Among the records, find the lines that hold the string "spray" and return them.

_ _ _ _

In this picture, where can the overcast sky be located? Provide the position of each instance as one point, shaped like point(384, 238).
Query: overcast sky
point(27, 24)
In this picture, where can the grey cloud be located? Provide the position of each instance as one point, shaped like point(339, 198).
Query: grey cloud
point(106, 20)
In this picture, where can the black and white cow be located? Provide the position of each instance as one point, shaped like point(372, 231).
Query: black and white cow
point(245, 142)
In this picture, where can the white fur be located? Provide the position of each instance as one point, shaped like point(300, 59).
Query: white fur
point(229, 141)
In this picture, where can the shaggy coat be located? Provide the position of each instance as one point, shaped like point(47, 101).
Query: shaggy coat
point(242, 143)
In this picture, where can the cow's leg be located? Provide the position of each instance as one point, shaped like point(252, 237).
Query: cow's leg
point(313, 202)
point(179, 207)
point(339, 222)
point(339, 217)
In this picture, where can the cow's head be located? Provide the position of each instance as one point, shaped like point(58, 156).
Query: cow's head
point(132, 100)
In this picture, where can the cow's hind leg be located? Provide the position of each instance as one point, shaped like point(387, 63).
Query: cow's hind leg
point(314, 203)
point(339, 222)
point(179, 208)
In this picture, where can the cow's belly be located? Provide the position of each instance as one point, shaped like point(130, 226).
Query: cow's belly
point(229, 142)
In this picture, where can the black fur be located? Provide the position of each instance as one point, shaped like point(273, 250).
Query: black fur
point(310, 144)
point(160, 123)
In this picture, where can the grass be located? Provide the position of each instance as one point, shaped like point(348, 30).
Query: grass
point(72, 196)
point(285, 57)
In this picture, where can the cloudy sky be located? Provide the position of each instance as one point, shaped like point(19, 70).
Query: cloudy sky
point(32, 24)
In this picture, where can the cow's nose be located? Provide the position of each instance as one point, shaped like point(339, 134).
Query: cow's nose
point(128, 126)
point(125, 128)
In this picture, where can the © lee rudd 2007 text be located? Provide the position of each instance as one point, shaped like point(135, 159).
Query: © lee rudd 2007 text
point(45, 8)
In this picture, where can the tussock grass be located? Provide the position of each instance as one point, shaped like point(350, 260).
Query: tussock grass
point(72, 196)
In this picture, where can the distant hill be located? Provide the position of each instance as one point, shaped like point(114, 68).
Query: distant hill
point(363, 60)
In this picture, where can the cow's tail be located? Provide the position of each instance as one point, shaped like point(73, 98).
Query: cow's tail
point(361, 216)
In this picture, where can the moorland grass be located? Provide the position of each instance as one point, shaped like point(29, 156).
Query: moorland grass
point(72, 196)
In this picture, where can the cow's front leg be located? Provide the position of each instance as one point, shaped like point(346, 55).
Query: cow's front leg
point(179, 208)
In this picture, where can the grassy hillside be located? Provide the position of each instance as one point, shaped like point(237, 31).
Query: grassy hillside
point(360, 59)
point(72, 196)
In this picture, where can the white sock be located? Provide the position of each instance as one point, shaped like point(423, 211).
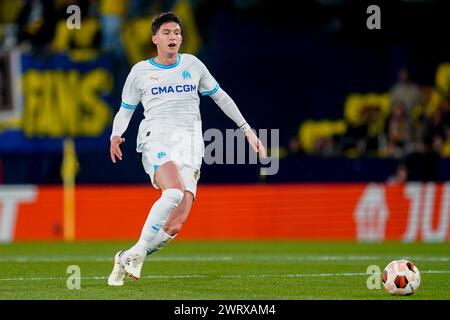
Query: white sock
point(159, 213)
point(159, 241)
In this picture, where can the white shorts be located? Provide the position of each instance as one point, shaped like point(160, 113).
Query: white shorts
point(159, 150)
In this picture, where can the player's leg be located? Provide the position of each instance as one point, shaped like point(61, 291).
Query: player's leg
point(167, 178)
point(179, 215)
point(173, 224)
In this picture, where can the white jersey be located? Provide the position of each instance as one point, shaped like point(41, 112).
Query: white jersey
point(169, 95)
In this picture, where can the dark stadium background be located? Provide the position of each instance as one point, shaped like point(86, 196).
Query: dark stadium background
point(282, 65)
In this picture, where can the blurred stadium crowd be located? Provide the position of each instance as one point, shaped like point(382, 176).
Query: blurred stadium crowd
point(410, 124)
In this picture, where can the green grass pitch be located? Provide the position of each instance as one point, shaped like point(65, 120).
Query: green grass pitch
point(280, 270)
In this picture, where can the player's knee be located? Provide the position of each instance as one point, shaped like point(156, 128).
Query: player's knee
point(173, 196)
point(174, 227)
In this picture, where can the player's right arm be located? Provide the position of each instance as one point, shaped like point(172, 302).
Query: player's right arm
point(130, 99)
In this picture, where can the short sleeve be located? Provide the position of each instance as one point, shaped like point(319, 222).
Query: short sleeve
point(208, 85)
point(131, 95)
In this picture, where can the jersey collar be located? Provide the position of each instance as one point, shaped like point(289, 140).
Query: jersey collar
point(165, 66)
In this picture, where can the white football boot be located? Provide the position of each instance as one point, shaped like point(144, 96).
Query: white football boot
point(118, 274)
point(133, 265)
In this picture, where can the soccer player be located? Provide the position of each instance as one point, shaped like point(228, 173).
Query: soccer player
point(169, 138)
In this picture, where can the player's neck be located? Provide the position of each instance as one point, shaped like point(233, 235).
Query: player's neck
point(166, 59)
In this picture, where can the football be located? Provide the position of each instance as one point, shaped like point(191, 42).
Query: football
point(401, 278)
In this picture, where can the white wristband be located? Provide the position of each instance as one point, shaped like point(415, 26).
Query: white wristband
point(245, 127)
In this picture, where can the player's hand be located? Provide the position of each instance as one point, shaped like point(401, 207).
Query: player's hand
point(255, 143)
point(114, 149)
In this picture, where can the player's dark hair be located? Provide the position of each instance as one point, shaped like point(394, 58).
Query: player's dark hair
point(162, 18)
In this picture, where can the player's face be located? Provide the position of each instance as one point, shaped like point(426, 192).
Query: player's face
point(168, 38)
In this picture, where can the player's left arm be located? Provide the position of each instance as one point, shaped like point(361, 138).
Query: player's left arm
point(229, 107)
point(210, 87)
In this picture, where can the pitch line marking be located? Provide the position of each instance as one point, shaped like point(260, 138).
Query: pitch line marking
point(294, 275)
point(218, 258)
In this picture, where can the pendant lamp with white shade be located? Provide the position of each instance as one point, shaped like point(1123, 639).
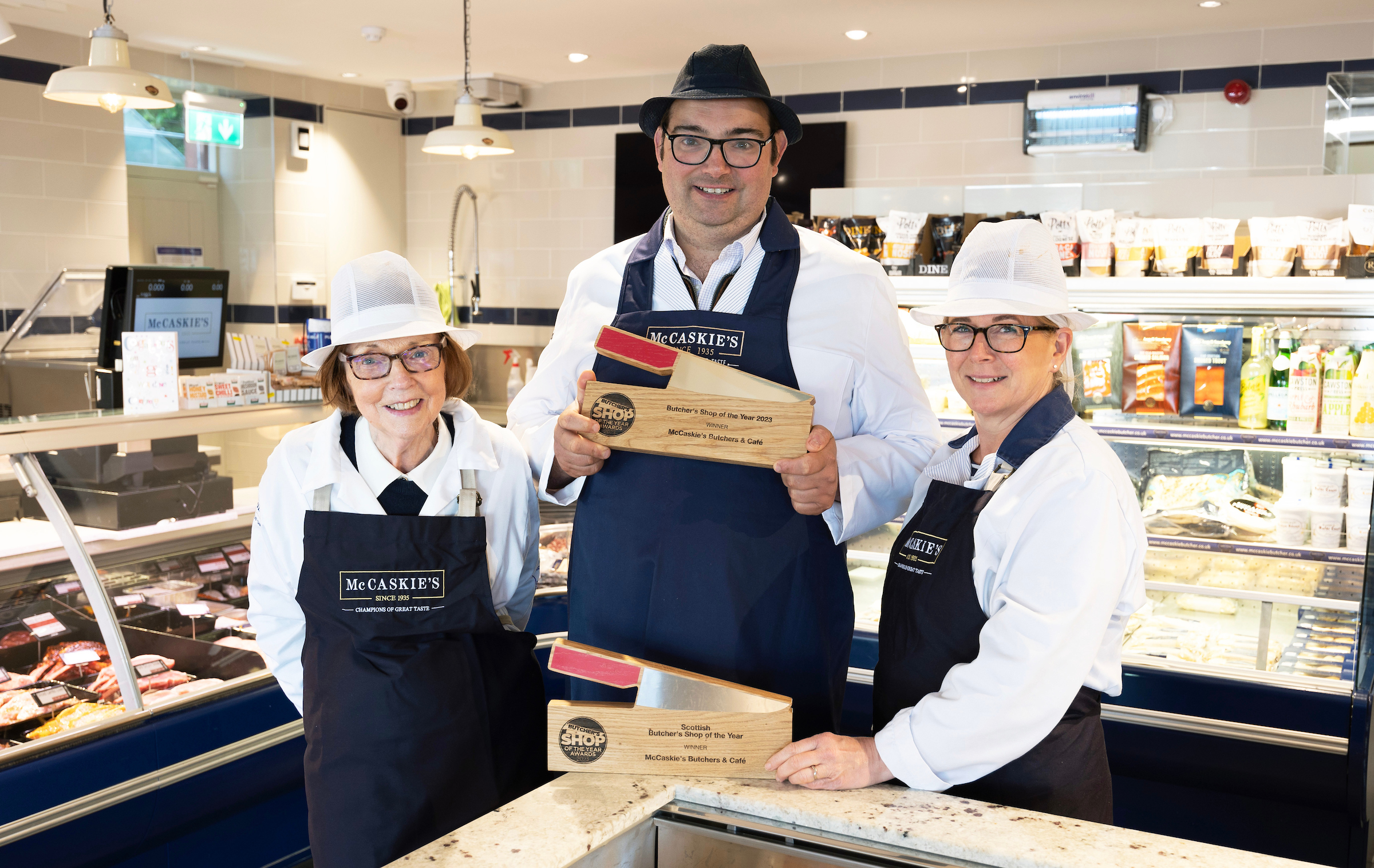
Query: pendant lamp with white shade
point(108, 80)
point(468, 138)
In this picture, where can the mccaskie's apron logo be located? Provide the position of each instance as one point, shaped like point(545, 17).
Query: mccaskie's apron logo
point(615, 413)
point(700, 340)
point(390, 585)
point(583, 739)
point(924, 546)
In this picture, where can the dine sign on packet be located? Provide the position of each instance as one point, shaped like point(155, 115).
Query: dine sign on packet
point(1210, 376)
point(1151, 368)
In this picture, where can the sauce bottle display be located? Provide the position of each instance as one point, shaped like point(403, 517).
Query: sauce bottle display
point(1277, 396)
point(1304, 390)
point(1339, 372)
point(1255, 383)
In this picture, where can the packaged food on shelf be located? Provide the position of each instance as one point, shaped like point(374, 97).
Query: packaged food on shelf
point(1096, 242)
point(1273, 246)
point(1210, 376)
point(1223, 253)
point(1151, 367)
point(1064, 231)
point(1320, 246)
point(1097, 364)
point(1134, 246)
point(1337, 375)
point(1178, 242)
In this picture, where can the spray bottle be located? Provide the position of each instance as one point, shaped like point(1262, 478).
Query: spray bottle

_ _ _ _

- **ANSWER BOX**:
In this picture, where can the spray bottle be located? Provide the position of each instance as one point, shaped like point(1262, 478).
Query: spray bottle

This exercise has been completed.